Records shown
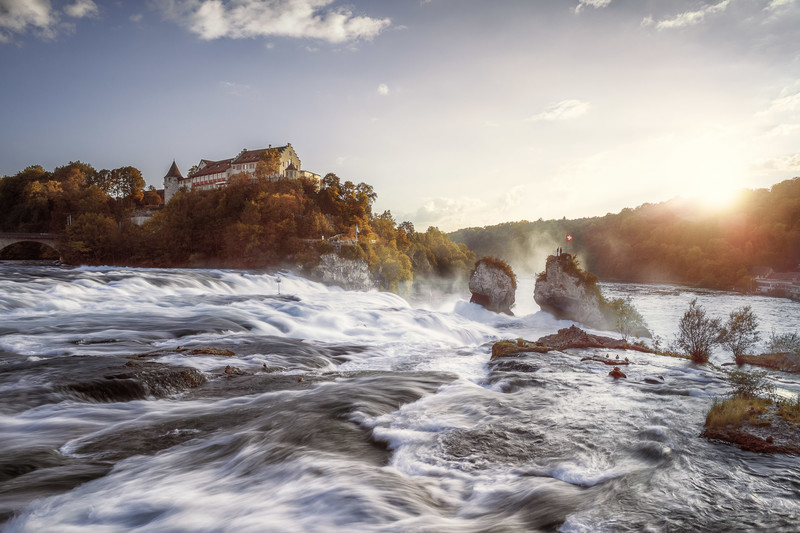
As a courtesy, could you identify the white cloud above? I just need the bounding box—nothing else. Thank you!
[769,124,800,137]
[760,153,800,172]
[157,0,391,43]
[0,0,58,42]
[220,81,250,96]
[0,0,99,42]
[766,92,800,113]
[529,100,590,121]
[64,0,100,19]
[575,0,611,14]
[656,0,731,30]
[413,197,486,231]
[766,0,796,11]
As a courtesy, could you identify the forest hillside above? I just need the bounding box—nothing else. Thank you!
[450,178,800,290]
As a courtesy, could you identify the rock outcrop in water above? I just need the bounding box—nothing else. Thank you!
[469,257,517,316]
[492,326,658,364]
[312,254,375,291]
[533,253,614,329]
[67,361,206,402]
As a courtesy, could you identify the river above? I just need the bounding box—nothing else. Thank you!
[0,263,800,532]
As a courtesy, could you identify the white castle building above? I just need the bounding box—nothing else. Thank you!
[164,143,318,203]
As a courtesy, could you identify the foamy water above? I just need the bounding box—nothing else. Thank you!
[0,265,800,532]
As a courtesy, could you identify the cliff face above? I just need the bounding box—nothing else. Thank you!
[469,258,516,315]
[533,253,613,329]
[313,254,375,291]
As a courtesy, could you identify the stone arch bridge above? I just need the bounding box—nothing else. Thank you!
[0,233,60,258]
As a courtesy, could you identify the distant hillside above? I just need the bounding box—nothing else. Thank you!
[450,178,800,290]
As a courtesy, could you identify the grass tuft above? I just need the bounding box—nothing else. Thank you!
[706,396,772,428]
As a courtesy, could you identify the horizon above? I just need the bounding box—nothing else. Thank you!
[0,0,800,232]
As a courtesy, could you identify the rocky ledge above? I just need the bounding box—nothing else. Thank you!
[469,257,517,316]
[492,326,658,364]
[700,405,800,455]
[533,253,613,329]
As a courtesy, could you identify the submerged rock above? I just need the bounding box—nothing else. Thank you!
[492,339,551,359]
[469,257,517,316]
[608,366,628,379]
[67,361,206,402]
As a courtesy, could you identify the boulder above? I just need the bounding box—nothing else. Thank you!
[312,254,375,291]
[608,366,628,379]
[469,257,517,316]
[533,253,613,329]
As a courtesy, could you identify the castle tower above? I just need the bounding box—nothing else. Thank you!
[164,159,183,204]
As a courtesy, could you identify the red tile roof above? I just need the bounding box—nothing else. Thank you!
[233,145,289,165]
[164,159,183,179]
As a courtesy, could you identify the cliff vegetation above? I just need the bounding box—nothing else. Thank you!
[0,162,475,290]
[450,178,800,290]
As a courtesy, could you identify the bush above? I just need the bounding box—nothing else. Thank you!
[675,298,720,363]
[720,305,761,364]
[470,256,517,290]
[608,298,650,342]
[725,370,775,399]
[706,397,771,428]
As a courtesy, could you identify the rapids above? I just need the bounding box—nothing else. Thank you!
[0,263,800,532]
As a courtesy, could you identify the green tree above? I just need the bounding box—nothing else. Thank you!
[254,148,281,179]
[720,305,761,365]
[608,298,649,342]
[676,298,720,363]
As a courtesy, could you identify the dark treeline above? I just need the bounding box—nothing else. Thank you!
[0,162,475,290]
[450,178,800,290]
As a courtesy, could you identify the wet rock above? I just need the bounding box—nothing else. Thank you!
[736,353,800,374]
[533,253,613,329]
[608,366,628,379]
[492,339,550,360]
[223,365,247,376]
[536,325,656,353]
[310,254,375,291]
[187,348,236,357]
[66,361,206,402]
[700,427,800,455]
[469,257,517,316]
[581,355,631,366]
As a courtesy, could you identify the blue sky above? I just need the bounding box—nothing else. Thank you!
[0,0,800,230]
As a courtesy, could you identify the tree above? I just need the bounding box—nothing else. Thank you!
[255,148,281,179]
[111,166,145,202]
[720,305,761,364]
[608,298,650,342]
[676,298,720,363]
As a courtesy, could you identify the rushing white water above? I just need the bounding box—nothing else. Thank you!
[0,265,800,532]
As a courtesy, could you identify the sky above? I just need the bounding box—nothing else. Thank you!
[0,0,800,231]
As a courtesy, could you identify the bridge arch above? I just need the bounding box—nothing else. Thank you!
[0,233,61,257]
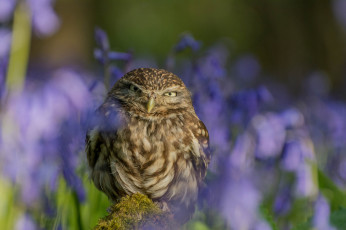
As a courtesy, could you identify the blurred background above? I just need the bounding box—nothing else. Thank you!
[31,0,346,98]
[0,0,346,230]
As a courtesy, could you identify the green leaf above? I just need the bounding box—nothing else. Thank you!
[330,208,346,230]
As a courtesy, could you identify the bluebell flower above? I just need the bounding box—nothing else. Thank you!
[174,34,201,52]
[0,0,17,22]
[332,0,346,28]
[15,214,39,230]
[0,70,91,206]
[251,113,286,159]
[27,0,60,36]
[273,186,293,215]
[312,195,335,230]
[0,29,12,99]
[234,54,261,81]
[95,28,110,52]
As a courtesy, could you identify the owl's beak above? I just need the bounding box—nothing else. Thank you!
[147,97,155,113]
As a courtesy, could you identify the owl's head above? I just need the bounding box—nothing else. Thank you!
[109,68,193,119]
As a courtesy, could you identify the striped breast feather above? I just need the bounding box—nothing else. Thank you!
[191,120,211,182]
[86,101,120,169]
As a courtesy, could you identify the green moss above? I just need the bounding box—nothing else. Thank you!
[94,193,177,230]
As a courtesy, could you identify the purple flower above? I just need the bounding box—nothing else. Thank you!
[15,214,38,230]
[0,0,16,22]
[280,108,304,128]
[234,55,261,81]
[174,34,201,52]
[295,164,318,197]
[0,70,91,206]
[281,139,314,171]
[273,187,293,215]
[95,28,110,51]
[0,29,12,57]
[27,0,60,36]
[313,195,335,230]
[251,113,286,158]
[332,0,346,27]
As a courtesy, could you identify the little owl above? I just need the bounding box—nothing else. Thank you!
[86,68,210,220]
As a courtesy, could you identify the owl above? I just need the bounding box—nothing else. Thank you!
[86,68,211,221]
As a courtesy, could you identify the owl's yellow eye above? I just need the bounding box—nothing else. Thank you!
[130,85,139,92]
[164,92,177,97]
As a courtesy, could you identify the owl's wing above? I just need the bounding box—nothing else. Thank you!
[86,102,120,169]
[192,120,211,182]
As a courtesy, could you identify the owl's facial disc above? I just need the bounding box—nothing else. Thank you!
[147,97,155,113]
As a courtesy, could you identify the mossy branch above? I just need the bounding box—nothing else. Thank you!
[94,193,178,230]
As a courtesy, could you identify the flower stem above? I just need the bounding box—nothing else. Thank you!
[6,1,31,91]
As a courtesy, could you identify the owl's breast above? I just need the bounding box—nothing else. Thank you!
[111,116,197,204]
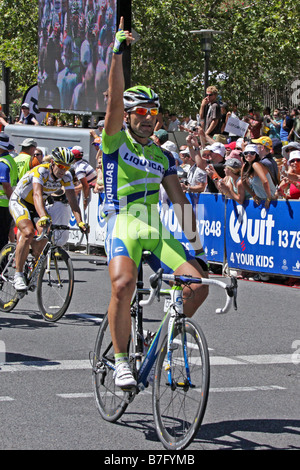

Stated exercise
Count the lines in the records above that contain the string "water", and report only that number.

Solution to this problem
3